EXERCISE PROMPT - Once the line holding "Basketball game film review: mark the spectator" is found in the listing below, write it out and each later line exactly, up to and including the one holding "Basketball game film review: mark the rink".

MATERIAL FOR THIS TASK -

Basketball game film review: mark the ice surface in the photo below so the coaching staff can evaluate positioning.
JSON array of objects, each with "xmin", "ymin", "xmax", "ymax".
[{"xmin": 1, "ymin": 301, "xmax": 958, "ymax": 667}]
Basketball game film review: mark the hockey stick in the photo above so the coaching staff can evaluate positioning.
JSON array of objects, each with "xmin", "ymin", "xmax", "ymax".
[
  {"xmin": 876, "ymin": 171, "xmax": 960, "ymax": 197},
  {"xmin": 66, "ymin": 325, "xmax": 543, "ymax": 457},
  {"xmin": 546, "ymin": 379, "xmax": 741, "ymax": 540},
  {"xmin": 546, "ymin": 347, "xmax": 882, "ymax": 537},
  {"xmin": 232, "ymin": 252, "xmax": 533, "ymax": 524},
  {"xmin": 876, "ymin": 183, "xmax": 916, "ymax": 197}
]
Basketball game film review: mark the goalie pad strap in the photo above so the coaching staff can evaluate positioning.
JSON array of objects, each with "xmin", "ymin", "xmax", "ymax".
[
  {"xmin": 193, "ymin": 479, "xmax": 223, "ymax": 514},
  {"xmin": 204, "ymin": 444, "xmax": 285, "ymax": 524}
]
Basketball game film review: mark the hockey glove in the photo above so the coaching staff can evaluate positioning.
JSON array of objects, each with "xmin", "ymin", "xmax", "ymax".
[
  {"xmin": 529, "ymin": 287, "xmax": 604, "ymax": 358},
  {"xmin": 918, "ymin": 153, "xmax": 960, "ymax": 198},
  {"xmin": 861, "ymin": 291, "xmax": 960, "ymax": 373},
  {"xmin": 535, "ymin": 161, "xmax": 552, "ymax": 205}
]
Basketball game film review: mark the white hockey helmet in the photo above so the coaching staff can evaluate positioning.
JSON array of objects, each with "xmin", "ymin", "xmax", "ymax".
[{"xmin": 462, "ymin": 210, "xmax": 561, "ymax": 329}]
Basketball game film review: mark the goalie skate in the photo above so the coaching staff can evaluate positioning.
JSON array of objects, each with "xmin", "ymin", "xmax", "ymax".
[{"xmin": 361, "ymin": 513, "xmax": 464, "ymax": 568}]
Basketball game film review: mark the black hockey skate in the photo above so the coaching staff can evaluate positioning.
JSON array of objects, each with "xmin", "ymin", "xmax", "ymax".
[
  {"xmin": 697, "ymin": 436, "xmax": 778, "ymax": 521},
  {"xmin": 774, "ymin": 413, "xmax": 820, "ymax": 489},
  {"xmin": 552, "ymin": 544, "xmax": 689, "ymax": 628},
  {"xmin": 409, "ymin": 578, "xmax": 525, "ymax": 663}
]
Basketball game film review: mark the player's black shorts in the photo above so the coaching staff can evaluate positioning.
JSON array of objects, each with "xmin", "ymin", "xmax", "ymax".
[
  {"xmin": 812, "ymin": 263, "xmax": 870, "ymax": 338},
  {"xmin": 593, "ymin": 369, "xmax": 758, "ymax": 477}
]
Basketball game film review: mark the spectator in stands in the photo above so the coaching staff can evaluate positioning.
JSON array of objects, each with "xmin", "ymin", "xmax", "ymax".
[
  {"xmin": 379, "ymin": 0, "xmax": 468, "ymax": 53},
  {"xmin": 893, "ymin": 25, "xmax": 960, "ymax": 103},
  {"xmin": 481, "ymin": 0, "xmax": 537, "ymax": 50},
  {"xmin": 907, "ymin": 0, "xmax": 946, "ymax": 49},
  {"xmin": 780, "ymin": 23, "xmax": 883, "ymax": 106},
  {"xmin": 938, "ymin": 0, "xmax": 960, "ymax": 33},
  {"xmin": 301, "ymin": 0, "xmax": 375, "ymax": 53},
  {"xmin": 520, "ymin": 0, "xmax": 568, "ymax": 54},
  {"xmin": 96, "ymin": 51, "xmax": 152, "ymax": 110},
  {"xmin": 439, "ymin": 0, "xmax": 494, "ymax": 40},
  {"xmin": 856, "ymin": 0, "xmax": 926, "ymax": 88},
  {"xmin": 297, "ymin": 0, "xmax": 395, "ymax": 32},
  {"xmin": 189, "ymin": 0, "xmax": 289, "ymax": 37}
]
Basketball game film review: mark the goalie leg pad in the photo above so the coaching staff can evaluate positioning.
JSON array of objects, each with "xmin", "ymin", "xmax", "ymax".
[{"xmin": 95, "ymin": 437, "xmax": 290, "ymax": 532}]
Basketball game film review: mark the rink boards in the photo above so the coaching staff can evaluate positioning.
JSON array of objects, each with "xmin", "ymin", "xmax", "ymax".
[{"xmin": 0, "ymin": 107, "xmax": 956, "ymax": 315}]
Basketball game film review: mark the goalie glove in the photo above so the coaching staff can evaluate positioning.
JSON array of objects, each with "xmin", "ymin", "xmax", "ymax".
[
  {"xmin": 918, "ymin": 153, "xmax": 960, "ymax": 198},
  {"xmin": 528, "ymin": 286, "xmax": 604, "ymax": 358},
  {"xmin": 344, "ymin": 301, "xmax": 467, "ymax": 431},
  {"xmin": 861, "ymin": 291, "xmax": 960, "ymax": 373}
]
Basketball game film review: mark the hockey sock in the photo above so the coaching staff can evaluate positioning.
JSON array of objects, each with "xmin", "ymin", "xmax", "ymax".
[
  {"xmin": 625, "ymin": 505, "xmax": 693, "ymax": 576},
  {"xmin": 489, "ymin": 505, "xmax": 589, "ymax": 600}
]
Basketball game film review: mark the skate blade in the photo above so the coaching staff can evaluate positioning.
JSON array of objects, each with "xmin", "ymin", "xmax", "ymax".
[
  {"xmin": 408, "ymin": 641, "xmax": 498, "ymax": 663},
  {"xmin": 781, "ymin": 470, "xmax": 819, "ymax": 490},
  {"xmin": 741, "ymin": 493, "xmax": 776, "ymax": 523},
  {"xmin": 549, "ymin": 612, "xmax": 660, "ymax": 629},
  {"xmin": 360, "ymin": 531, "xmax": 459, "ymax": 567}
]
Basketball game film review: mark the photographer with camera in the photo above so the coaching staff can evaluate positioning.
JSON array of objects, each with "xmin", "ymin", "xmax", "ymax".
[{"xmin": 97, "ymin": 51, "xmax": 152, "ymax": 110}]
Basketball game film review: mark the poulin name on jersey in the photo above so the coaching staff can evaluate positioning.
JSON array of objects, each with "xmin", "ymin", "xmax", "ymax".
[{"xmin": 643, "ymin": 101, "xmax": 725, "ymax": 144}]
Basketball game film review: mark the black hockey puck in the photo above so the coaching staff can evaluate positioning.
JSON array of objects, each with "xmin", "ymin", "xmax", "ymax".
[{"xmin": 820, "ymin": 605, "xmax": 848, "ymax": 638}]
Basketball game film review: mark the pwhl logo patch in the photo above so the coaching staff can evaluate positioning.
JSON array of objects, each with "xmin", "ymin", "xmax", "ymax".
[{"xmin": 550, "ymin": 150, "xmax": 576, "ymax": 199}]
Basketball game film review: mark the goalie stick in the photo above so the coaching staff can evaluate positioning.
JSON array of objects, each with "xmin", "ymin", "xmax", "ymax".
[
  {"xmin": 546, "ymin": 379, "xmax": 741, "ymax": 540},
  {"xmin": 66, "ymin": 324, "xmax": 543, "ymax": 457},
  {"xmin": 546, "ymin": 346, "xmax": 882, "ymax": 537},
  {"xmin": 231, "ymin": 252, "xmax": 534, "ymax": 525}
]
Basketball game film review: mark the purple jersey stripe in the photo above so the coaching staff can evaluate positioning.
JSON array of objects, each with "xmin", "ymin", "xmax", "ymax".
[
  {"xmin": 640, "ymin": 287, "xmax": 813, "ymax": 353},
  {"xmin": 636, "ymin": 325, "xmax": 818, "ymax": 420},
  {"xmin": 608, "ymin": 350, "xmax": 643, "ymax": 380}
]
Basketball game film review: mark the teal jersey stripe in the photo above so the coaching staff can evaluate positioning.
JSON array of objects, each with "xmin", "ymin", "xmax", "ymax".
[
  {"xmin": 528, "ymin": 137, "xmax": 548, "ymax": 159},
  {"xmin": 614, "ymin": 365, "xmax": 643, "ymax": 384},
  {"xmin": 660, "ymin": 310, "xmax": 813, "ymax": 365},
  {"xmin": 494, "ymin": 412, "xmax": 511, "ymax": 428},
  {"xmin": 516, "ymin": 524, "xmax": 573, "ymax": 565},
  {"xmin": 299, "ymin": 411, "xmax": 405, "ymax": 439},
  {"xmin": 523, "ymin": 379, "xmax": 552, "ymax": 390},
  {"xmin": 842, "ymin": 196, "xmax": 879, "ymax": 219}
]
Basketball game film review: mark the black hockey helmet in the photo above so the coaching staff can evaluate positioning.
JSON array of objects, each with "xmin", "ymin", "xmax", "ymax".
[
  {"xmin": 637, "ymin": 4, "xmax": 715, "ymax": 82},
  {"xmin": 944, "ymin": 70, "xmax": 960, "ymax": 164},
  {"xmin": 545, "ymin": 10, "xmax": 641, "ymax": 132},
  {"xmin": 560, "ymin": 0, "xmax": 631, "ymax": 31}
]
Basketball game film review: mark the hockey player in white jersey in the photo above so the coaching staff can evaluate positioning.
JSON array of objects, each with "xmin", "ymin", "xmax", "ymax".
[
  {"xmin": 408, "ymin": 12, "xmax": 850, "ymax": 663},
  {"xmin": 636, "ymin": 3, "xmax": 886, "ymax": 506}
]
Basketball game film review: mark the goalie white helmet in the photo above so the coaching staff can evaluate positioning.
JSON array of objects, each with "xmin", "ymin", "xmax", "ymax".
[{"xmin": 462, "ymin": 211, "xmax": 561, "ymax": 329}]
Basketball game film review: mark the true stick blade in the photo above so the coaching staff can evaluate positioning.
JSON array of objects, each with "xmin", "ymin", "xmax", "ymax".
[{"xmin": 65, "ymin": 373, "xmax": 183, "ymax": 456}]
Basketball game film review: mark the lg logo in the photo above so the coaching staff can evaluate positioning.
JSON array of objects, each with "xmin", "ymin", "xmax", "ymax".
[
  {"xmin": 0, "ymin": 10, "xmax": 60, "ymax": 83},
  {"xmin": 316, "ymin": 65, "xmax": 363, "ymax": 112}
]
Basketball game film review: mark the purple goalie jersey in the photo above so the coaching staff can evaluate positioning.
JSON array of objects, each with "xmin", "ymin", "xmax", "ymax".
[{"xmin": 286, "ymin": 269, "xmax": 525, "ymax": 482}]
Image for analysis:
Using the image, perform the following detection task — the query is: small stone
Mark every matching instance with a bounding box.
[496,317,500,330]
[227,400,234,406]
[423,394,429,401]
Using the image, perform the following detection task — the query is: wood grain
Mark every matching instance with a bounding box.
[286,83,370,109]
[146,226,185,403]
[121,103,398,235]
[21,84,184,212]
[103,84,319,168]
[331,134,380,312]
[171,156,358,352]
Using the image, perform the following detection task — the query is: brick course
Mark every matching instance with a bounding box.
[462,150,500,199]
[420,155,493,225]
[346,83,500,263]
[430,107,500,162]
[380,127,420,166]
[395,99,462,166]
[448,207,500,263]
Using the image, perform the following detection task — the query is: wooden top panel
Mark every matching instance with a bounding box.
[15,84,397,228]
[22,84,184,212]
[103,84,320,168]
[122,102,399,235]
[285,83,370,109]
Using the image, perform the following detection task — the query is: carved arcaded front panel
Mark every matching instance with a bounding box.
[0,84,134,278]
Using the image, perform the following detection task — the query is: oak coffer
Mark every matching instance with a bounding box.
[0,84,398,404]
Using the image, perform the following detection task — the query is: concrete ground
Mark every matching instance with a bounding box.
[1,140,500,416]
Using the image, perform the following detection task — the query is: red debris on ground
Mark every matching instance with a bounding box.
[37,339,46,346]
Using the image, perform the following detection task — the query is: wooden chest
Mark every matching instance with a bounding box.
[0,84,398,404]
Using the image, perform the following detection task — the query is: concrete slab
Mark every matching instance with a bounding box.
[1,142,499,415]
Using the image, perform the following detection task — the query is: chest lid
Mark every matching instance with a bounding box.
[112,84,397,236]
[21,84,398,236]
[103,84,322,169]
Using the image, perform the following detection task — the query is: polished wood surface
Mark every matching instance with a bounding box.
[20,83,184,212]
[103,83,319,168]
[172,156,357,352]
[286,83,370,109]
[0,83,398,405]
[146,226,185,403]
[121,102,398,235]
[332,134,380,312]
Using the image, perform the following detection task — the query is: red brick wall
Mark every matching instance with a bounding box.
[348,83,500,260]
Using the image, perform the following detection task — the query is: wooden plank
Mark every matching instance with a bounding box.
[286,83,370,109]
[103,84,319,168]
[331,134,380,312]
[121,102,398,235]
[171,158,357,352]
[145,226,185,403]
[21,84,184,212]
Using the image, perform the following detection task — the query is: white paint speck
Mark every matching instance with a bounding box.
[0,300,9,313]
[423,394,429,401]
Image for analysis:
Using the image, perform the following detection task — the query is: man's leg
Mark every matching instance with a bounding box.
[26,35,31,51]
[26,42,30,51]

RESULT FOR THIS TASK -
Basketball game film review: mark the spectator in stands in the photo above so the coaching staff can evaluate positioning.
JSON array of objects, each with "xmin", "ymin", "xmax", "ymax".
[
  {"xmin": 379, "ymin": 0, "xmax": 468, "ymax": 53},
  {"xmin": 893, "ymin": 25, "xmax": 960, "ymax": 103},
  {"xmin": 481, "ymin": 0, "xmax": 537, "ymax": 50},
  {"xmin": 907, "ymin": 0, "xmax": 946, "ymax": 49},
  {"xmin": 780, "ymin": 23, "xmax": 883, "ymax": 106},
  {"xmin": 938, "ymin": 0, "xmax": 960, "ymax": 33},
  {"xmin": 301, "ymin": 0, "xmax": 375, "ymax": 53},
  {"xmin": 520, "ymin": 0, "xmax": 568, "ymax": 54},
  {"xmin": 96, "ymin": 51, "xmax": 152, "ymax": 110},
  {"xmin": 439, "ymin": 0, "xmax": 494, "ymax": 40},
  {"xmin": 856, "ymin": 0, "xmax": 926, "ymax": 88},
  {"xmin": 297, "ymin": 0, "xmax": 395, "ymax": 32},
  {"xmin": 189, "ymin": 0, "xmax": 289, "ymax": 37}
]
Basketball game film review: mark the goalie leg pad in the photo above so the coaching staff can evaluate positioning.
JSON array of objects, each with "xmin", "ymin", "xmax", "ymax".
[{"xmin": 95, "ymin": 437, "xmax": 290, "ymax": 532}]
Basketball game film review: mark the rink boards in the photo above so the coaching staff can evaluate positioning.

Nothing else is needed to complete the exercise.